┌─ 本文ブロック

アジャイル開発で顧客企業のDXをサポート
野村総合研究所(NRI)は、ビジネスコンサルテーションとITソリューションの提供を事業の柱として展開する大手システムインテグレーター(SIer)だ。近年も堅調にビジネスを成長させ、2019年3月期は売上高・利益ともに過去最高を記録し、グループ全体の売上高は5,000億円を超え、経常利益は約714億円に達した。従業員の数は単体で約6,300人(2019年3月31日現在)に上っている。
そうした同社が掲げるミッションは「未来創発」。変革の時代における日本の社会・企業のあるべき姿の実現に向けて、価値ある提言や的確な解決策(ソリューション)を提示・提供していくことが使命であるという。その未来創発の一環として、同社ではアジャイル開発を活用したデジタルトランスフォーメーション(DX)の支援サービスを本格化させている。

└─
┌─ 提供データ

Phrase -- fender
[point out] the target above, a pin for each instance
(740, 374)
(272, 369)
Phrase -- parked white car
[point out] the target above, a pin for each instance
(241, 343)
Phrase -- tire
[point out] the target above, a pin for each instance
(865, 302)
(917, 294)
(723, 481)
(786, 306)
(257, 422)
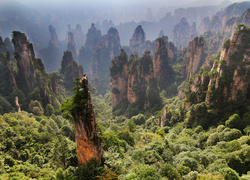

└─

課題一覧:
(1) NRIに関する本文から、「そうした同社が掲げるミッショ」で始まり「サービスを本格化させている。」に至るまでの部分を引用してください。
(2) 提供データの行をすべて、空行を除いた番号付きリストとして書き出してください。画像は回答に含めないでください。

タスク別回答:
(1)
そうした同社が掲げるミッションは「未来創発」。変革の時代における日本の社会・企業のあるべき姿の実現に向けて、価値ある提言や的確な解決策(ソリューション)を提示・提供していくことが使命であるという。その未来創発の一環として、同社ではアジャイル開発を活用したデジタルトランスフォーメーション(DX)の支援サービスを本格化させている。

(2)
1. Phrase -- fender
2. [point out] the target above, a pin for each instance
3. (740, 374)
4. (272, 369)
5. Phrase -- parked white car
6. [point out] the target above, a pin for each instance
7. (241, 343)
8. Phrase -- tire
9. [point out] the target above, a pin for each instance
10. (865, 302)
11. (917, 294)
12. (723, 481)
13. (786, 306)
14. (257, 422)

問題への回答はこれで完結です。